Decide whether each statement below agrees with the abstract that follows, answering yes or no and quoting the abstract's deciding words exactly. (a) The direct remote effect of xanthine oxidase had already been tested in humans. (b) The performance of human auricles was compared with that of rat myocardial strips. (c) The article appeared in a January 2003 issue.

[[ TEXT SEGMENT open ]]

Ben Abraham Ron, Matza Menachem, Marmor Sylvia, Rudick Valery, Frolkis Inna, Shapira Itzhak, Weinbroum Avi A
Departments of Anesthesiology and Critical Care, Tel Aviv Sourasky Medical Center and the Sackler Faculty of Medicine, Tel Aviv University, Tel Aviv, Israel.
Eur J Cardiothorac Surg. 2003 Jan;23(1):66-73. doi: 10.1016/s1010-7940(02)00729-7.
Animal myocardial dysfunction induced by remote ischemia-reperfusion (IR) was shown to be partly accomplished via a direct effect of the pro-oxidant xanthine oxidase (XO). This direct remote effect was not tested in humans. We now assessed the performance of human auricles in the presence of solutions containing XO and/or allopurinol and compared them to those of rat myocardial strips.

[[ TEXT SEGMENT closed ]]
[[ EXCERPTED RECORDS open ]]

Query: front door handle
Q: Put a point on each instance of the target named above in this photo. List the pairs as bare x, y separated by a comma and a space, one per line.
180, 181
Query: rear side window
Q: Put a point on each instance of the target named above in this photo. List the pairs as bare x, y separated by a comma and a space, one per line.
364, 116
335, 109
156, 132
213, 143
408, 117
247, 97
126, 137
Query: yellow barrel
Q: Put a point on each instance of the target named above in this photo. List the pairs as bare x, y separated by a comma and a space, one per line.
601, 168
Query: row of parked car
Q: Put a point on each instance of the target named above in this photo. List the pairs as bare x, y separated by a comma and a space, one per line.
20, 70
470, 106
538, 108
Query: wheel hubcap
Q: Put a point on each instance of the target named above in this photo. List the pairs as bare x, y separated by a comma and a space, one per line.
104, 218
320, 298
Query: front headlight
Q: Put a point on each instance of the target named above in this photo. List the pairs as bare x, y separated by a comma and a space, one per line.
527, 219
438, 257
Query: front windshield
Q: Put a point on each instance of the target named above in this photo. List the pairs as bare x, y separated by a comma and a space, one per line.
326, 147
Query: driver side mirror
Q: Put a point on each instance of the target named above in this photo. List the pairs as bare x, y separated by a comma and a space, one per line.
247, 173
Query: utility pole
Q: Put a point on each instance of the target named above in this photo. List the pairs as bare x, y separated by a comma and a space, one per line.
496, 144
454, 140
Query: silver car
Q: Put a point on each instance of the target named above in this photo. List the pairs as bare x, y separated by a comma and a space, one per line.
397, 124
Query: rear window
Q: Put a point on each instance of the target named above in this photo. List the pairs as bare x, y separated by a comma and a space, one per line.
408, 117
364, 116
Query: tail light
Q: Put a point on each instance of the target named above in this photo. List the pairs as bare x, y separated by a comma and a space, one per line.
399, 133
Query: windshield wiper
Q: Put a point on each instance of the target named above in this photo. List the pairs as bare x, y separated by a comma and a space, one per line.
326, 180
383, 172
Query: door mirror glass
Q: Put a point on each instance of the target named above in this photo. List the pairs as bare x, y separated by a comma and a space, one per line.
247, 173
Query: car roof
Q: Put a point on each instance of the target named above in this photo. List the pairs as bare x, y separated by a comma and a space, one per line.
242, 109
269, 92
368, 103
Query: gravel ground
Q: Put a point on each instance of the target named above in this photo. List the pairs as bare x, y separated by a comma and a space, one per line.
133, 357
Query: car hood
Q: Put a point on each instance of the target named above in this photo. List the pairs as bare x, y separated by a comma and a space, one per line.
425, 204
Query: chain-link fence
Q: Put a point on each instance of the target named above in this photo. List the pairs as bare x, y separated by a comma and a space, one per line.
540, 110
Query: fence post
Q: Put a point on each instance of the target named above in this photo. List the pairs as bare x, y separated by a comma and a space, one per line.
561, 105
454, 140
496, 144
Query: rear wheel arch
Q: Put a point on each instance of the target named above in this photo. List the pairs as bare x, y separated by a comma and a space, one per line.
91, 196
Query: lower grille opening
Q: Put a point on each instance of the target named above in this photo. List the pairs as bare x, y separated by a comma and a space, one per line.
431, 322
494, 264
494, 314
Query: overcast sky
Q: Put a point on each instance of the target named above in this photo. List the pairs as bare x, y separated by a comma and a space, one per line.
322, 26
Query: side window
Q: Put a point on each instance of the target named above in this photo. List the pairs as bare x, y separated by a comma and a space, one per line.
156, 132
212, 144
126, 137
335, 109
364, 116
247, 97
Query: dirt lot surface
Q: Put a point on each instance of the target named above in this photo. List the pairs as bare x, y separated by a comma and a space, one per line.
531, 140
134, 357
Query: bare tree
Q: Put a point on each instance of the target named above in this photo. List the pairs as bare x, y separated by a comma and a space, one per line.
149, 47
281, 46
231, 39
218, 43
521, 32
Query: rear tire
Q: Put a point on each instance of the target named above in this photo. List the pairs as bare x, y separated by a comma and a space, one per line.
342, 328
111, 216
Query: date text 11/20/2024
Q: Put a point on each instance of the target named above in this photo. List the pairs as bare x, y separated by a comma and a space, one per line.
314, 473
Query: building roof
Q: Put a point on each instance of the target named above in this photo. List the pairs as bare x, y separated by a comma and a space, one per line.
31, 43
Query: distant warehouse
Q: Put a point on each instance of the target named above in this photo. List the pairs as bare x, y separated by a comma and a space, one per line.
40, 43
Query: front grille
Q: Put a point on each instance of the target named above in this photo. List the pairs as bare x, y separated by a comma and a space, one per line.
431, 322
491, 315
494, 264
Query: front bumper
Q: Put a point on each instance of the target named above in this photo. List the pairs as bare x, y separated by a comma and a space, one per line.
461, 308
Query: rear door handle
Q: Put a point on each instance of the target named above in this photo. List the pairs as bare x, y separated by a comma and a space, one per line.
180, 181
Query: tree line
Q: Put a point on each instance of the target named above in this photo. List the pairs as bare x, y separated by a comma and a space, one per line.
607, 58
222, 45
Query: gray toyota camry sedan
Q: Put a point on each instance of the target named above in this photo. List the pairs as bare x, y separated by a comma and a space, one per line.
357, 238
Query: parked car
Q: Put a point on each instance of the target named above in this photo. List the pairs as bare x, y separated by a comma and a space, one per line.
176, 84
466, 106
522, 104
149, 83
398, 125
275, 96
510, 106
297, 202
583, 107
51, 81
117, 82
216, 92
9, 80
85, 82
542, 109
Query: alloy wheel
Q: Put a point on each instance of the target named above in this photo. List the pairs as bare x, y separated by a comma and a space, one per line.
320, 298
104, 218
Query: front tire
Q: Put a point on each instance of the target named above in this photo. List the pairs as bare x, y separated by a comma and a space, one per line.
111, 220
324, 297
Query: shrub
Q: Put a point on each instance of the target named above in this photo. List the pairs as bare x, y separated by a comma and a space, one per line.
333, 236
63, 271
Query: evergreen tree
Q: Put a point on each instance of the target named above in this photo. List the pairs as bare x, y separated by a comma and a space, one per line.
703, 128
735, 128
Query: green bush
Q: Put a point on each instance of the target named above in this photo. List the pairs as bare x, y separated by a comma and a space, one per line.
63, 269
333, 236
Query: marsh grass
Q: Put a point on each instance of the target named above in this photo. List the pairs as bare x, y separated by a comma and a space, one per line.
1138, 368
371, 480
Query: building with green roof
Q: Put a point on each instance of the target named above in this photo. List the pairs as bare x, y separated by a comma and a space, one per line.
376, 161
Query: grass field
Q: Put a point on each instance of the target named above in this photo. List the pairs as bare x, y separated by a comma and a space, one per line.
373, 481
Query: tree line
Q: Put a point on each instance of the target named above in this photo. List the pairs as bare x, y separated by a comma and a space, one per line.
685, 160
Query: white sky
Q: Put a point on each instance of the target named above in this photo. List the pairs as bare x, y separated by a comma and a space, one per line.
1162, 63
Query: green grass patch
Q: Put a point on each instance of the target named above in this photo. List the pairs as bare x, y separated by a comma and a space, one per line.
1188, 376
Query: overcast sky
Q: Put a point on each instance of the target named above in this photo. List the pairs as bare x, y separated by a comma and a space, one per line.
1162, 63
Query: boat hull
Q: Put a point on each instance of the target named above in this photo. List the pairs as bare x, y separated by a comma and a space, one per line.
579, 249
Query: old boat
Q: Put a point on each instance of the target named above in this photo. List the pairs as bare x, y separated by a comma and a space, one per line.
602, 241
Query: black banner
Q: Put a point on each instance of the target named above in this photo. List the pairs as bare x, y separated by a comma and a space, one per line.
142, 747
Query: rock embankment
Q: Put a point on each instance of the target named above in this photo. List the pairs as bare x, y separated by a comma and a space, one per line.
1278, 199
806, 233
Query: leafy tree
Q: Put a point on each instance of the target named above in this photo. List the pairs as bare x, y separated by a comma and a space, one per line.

[[ EXCERPTED RECORDS closed ]]

▶ **TASK ANSWER**
(a) No: "This direct remote effect was not tested in humans."
(b) Yes: "compared them to those of rat myocardial strips."
(c) Yes: "2003 Jan"